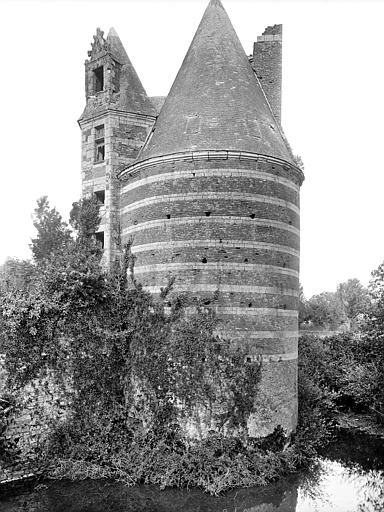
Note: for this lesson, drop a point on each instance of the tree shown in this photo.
(354, 298)
(53, 235)
(16, 274)
(324, 310)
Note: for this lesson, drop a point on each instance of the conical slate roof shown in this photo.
(133, 97)
(216, 101)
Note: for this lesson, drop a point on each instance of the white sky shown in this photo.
(333, 83)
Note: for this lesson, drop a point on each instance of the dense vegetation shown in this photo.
(132, 371)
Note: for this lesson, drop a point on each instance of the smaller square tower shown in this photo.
(115, 123)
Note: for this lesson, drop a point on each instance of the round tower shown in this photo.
(213, 201)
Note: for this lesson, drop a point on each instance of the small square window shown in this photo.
(99, 79)
(99, 132)
(100, 152)
(100, 238)
(99, 144)
(100, 197)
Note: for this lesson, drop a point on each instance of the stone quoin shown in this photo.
(205, 186)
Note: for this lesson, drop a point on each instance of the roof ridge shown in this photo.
(216, 100)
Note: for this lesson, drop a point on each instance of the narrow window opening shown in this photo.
(100, 197)
(100, 143)
(100, 238)
(99, 79)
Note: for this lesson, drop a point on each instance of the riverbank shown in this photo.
(347, 477)
(344, 423)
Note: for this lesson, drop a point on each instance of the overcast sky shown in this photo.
(333, 107)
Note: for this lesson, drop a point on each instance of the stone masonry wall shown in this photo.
(267, 63)
(228, 226)
(124, 135)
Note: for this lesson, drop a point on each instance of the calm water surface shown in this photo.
(349, 477)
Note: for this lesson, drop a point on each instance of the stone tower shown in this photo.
(212, 199)
(114, 125)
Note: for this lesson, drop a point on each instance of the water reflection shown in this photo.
(348, 478)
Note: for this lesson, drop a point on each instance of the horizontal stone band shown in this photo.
(201, 173)
(215, 265)
(204, 155)
(276, 358)
(195, 196)
(233, 310)
(222, 219)
(258, 335)
(236, 288)
(243, 244)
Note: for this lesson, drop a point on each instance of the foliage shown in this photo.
(354, 298)
(323, 310)
(330, 310)
(15, 274)
(53, 234)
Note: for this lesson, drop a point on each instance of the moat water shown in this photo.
(349, 477)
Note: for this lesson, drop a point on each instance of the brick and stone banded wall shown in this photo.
(230, 226)
(124, 135)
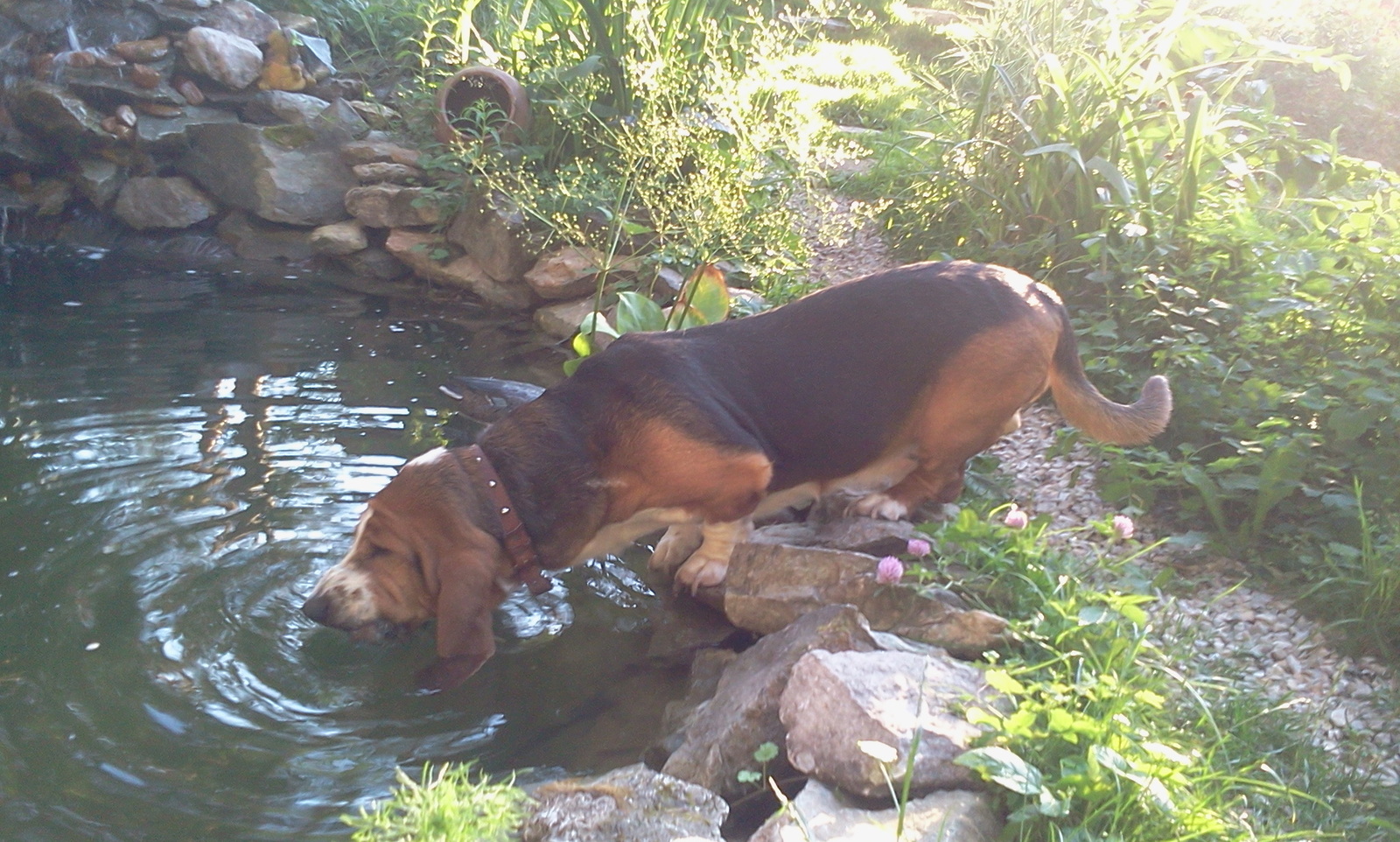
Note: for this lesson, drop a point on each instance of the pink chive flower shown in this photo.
(1017, 519)
(889, 571)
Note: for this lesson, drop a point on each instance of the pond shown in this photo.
(182, 453)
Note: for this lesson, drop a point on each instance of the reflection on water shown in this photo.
(181, 456)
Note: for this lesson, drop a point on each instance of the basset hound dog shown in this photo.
(882, 385)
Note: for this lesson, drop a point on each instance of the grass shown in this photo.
(1131, 153)
(448, 804)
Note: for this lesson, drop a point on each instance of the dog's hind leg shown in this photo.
(976, 401)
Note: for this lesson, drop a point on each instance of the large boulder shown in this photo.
(431, 258)
(836, 701)
(629, 804)
(244, 20)
(231, 60)
(496, 237)
(770, 585)
(56, 116)
(721, 734)
(170, 135)
(282, 182)
(150, 202)
(98, 179)
(564, 273)
(832, 817)
(340, 238)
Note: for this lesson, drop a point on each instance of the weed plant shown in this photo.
(1105, 734)
(450, 804)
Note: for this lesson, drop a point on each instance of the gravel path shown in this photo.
(1250, 638)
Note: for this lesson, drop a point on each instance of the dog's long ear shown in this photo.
(466, 599)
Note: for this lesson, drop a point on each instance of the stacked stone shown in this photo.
(182, 114)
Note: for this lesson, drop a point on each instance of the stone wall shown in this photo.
(203, 116)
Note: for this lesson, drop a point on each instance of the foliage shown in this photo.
(444, 806)
(1101, 734)
(704, 300)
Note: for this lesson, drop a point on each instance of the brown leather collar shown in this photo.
(517, 541)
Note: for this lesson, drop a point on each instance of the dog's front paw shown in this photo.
(882, 506)
(702, 571)
(676, 547)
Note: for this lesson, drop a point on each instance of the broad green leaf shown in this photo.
(639, 312)
(704, 298)
(1003, 767)
(1003, 681)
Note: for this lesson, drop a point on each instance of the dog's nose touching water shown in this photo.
(881, 387)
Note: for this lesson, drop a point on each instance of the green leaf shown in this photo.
(639, 312)
(1003, 767)
(704, 300)
(766, 753)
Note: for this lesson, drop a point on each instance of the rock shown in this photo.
(298, 23)
(374, 263)
(942, 817)
(769, 586)
(431, 259)
(39, 16)
(258, 240)
(20, 151)
(562, 319)
(282, 70)
(108, 88)
(244, 20)
(150, 202)
(56, 116)
(147, 49)
(833, 701)
(51, 196)
(497, 238)
(242, 167)
(564, 273)
(392, 207)
(629, 804)
(378, 151)
(172, 135)
(102, 25)
(97, 179)
(391, 172)
(231, 60)
(338, 123)
(683, 628)
(378, 116)
(340, 238)
(867, 534)
(315, 56)
(340, 88)
(282, 107)
(723, 733)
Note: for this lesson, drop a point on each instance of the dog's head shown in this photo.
(419, 554)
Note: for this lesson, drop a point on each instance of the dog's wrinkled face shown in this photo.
(417, 555)
(377, 592)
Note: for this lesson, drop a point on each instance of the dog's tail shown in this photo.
(1085, 408)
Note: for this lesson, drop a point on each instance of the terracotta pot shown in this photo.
(476, 90)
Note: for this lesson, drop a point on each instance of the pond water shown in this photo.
(182, 453)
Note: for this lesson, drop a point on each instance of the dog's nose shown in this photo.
(318, 608)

══════════════════════════════

▶ ASSIGNMENT: Write out every line above exactly, minus images.

▶ EXERCISE SOLUTION:
Note: for this lesson, drop a point on each instance of the tree shown in this photo.
(354, 298)
(53, 235)
(16, 274)
(324, 310)
Note: for this lesson, drop a point on each instance of the conical slate roof shown in this photo.
(133, 97)
(216, 101)
Note: for this lesson, drop a point on each instance of the white sky shown in this photo.
(333, 83)
Note: for this lesson, drop a point on each instance of the dense vegetation shown in this photo.
(132, 371)
Note: for this lesson, drop a point on each instance of the smaller square tower shown in this photo.
(115, 123)
Note: for this lesson, drop a point on each instance of the round tower shown in this photo.
(213, 201)
Note: for this lesson, drop a point on each instance of the small square window shown in this photo.
(99, 79)
(99, 132)
(100, 152)
(100, 238)
(99, 144)
(100, 197)
Note: for this lesson, drop a point on each instance of the stone quoin shown in this photo.
(205, 186)
Note: for this lesson, drop a point on each instance of the roof ridge shown in this photo.
(216, 100)
Note: for this lesson, drop a point on each instance of the narrow window opening shown in this photo.
(100, 197)
(100, 143)
(100, 238)
(99, 79)
Note: for this lesson, drop a point on each instance of the riverbank shown in this photo.
(347, 477)
(344, 423)
Note: for this lesson, drop a point on each instance of the overcast sky shown in this photo.
(333, 107)
Note: for this lesson, drop a point on each instance of the stone masonry wall shown in this photo.
(267, 63)
(228, 226)
(124, 135)
Note: for this lesson, drop a point on each instance of the calm water surface shown in this photo.
(349, 477)
Note: for this lesson, drop a point on each instance of the stone tower shown in this photo.
(212, 199)
(114, 125)
Note: for this lesson, drop a point on each instance of the water reflection shown in this photo.
(348, 478)
Note: for this lesson, drop a point on each instance of the horizontal stone band shown in this photo.
(201, 173)
(215, 265)
(204, 155)
(276, 358)
(195, 196)
(233, 310)
(222, 219)
(258, 335)
(236, 288)
(243, 244)
Note: for this lesson, drop a point on each instance of the foliage shown in this photo.
(354, 298)
(323, 310)
(330, 310)
(15, 274)
(53, 234)
Note: for this lesson, drop a point on each instance of the moat water shown in this photo.
(349, 477)
Note: for this lesson, drop a point on each instance of the brick and stone banded wall shown in this photo.
(230, 226)
(124, 135)
Note: for this lesson, drop a point on each instance of the pink chive flower shown in this photo.
(1017, 519)
(889, 571)
Note: for this lesson, drop a point on each instance of the pond shown in this photo.
(182, 453)
Note: for this lesson, drop a point on each instance of the reflection on water shown in this photo.
(181, 456)
Note: for this lesson, drop a point on each instance of the basset hound dog shown in this photo.
(882, 385)
Note: for this lesson, drop a point on each instance of the grass shown in this photo.
(1131, 153)
(448, 804)
Note: for this lesson, drop a point on each instance of the dog's hind leg shown in this photo.
(976, 401)
Note: for this lesson, drop a point on each instance of the large boulder shown in this photo.
(431, 258)
(836, 701)
(629, 804)
(244, 20)
(231, 60)
(496, 237)
(770, 585)
(56, 116)
(721, 734)
(170, 135)
(282, 182)
(150, 202)
(98, 179)
(564, 273)
(832, 817)
(340, 238)
Note: for this lesson, drop a point on each instance of the weed plant shown in this photo.
(1105, 734)
(450, 804)
Note: for this lesson, drop a point on each instance of the gravel path shown in this photo.
(1250, 638)
Note: for this lesson, drop a point on each instance of the dog's long ear shown in this photo.
(466, 599)
Note: for this lesson, drop a point on each instance of the stacked stone shown in this photo.
(182, 114)
Note: for this lesson, drop a point on each instance of the stone wall shown in this photo.
(203, 116)
Note: for this lesson, drop a point on each instance of the foliage shown in this photo.
(444, 806)
(1101, 734)
(704, 300)
Note: for this lesson, drop a point on each instance of the brown leather collar shown in this photo.
(517, 541)
Note: for this lesson, drop a point on each instance of the dog's front paw shown in this photo.
(882, 506)
(702, 571)
(676, 547)
Note: for this lesson, drop a point on each instance of the broad green leaf shown in this photo.
(639, 312)
(704, 298)
(1003, 767)
(1003, 681)
Note: for this lesson, drop a point on each instance of the dog's nose touching water shown in this photo.
(881, 387)
Note: for this lesson, drop a point on each instance of the green leaf shown in this photo.
(639, 312)
(1003, 767)
(704, 300)
(766, 753)
Note: for this lesson, drop a point on each instance of the rock shown in this photo.
(298, 23)
(374, 263)
(942, 817)
(769, 586)
(431, 259)
(39, 16)
(258, 240)
(20, 151)
(562, 319)
(282, 70)
(108, 88)
(244, 20)
(150, 202)
(56, 116)
(147, 49)
(833, 701)
(51, 196)
(497, 238)
(242, 167)
(564, 273)
(392, 207)
(629, 804)
(378, 151)
(172, 135)
(102, 25)
(97, 179)
(391, 172)
(231, 60)
(338, 123)
(683, 628)
(378, 116)
(340, 238)
(867, 534)
(315, 56)
(340, 88)
(282, 107)
(723, 733)
Note: for this lesson, drop a point on each instance of the dog's head shown in this photo.
(419, 554)
Note: for this lesson, drop a point on each instance of the dog's wrinkled face shown in this photo.
(417, 555)
(377, 592)
Note: for this lesson, drop a point on each instance of the dog's tail shown in this photo.
(1085, 408)
Note: for this lesson, drop a point on each instance of the terracotta pot shown in this photo.
(476, 90)
Note: for this lesson, drop a point on each instance of the pond water shown in this photo.
(182, 453)
Note: for this lesson, drop a point on each instance of the dog's nose shown in this photo.
(318, 608)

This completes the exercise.